### Stated problem
Copy the data from the line containing "tag the snow-covered ground" through the line containing "<point>271,317</point>", keeping every line. Offset each coordinate in the answer points by 115, and leave the points shown as format samples unchanged.

+++ Supplied records

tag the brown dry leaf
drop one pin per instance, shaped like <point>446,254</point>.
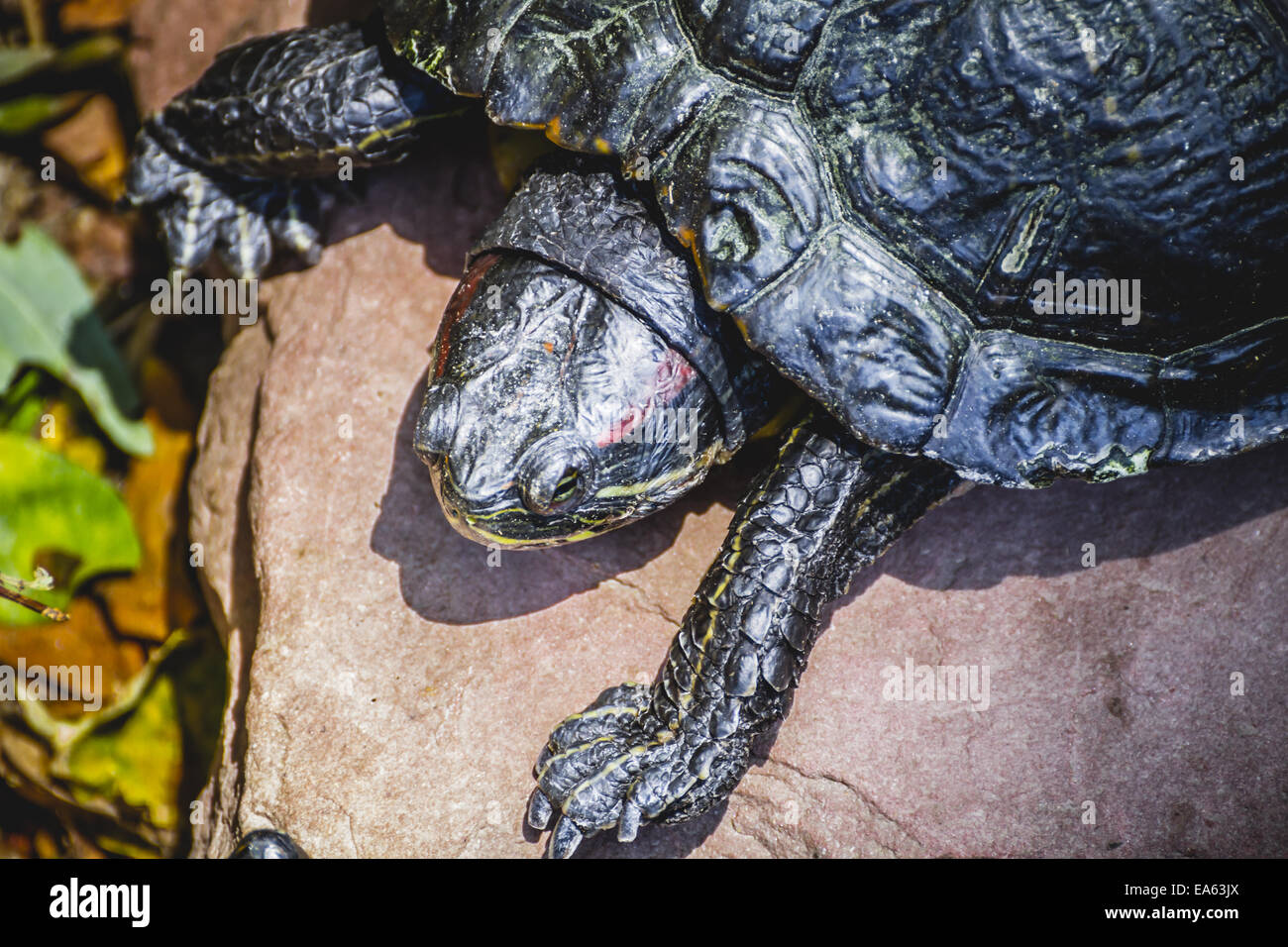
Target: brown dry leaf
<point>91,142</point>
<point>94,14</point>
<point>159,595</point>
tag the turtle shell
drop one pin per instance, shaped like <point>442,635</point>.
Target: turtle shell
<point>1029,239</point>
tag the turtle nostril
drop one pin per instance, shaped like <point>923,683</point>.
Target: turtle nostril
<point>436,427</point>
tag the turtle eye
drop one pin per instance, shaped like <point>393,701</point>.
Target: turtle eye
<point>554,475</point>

++++++
+++ Supplied records

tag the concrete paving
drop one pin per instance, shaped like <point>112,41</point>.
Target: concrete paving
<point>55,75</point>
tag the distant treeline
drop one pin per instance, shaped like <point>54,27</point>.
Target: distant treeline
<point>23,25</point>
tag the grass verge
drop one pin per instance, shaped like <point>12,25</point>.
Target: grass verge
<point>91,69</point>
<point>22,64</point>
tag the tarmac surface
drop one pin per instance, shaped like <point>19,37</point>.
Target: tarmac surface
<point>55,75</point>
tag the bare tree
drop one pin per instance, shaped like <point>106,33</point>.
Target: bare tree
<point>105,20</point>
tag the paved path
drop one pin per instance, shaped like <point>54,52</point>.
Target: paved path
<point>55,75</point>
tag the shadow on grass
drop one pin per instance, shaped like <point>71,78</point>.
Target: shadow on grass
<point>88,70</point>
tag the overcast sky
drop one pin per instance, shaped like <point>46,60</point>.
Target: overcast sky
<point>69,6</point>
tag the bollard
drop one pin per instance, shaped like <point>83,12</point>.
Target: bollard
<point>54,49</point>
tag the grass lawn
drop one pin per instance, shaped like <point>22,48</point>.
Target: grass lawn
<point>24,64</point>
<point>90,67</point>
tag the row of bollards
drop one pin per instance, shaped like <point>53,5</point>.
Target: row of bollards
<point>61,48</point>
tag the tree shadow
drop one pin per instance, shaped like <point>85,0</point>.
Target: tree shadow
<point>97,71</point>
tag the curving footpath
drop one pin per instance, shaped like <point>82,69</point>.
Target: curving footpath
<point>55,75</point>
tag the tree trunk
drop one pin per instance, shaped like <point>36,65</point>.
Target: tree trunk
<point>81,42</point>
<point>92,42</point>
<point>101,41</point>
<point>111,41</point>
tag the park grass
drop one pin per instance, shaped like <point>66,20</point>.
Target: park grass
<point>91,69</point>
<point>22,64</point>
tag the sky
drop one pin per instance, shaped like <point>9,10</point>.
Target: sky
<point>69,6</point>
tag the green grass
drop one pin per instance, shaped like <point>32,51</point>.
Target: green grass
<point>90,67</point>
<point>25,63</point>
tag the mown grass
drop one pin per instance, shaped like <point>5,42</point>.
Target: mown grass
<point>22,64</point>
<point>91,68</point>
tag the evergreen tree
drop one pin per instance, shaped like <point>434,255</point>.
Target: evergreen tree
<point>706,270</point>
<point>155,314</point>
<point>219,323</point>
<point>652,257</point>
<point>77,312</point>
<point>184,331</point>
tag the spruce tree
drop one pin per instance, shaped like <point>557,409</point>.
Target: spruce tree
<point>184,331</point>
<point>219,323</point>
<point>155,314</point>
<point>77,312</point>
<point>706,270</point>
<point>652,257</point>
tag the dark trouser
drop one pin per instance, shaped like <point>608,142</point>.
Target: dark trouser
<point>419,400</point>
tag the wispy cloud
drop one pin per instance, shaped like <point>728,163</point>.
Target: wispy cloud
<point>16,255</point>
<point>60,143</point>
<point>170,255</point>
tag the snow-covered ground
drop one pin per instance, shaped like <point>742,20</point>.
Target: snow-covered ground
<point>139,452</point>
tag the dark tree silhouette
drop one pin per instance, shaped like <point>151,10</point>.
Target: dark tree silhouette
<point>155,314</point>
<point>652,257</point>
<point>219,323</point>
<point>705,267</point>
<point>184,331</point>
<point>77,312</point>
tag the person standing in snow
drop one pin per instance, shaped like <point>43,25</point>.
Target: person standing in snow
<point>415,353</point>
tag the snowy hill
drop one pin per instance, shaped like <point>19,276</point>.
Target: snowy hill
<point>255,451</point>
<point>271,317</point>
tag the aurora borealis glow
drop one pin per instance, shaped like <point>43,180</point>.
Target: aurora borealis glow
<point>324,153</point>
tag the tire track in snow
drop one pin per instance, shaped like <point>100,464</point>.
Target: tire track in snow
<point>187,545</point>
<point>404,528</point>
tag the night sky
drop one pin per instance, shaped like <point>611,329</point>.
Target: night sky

++++++

### Answer to this problem
tag the snow-covered ground
drop one pin per instance, shaped like <point>742,20</point>.
Target: snow-covered ground
<point>254,567</point>
tag the dark tree silhouette
drop one pin per instance, shaped like <point>151,10</point>.
Target: dark tree silhouette
<point>270,429</point>
<point>767,372</point>
<point>334,438</point>
<point>820,382</point>
<point>299,446</point>
<point>192,427</point>
tag the person standing in snow
drop one pin per instance, shaped like <point>43,25</point>.
Target: person standing in snow
<point>530,468</point>
tag the snowy hill
drop one pin per instance, shaped like <point>19,276</point>.
Target: snowy hill
<point>370,566</point>
<point>386,432</point>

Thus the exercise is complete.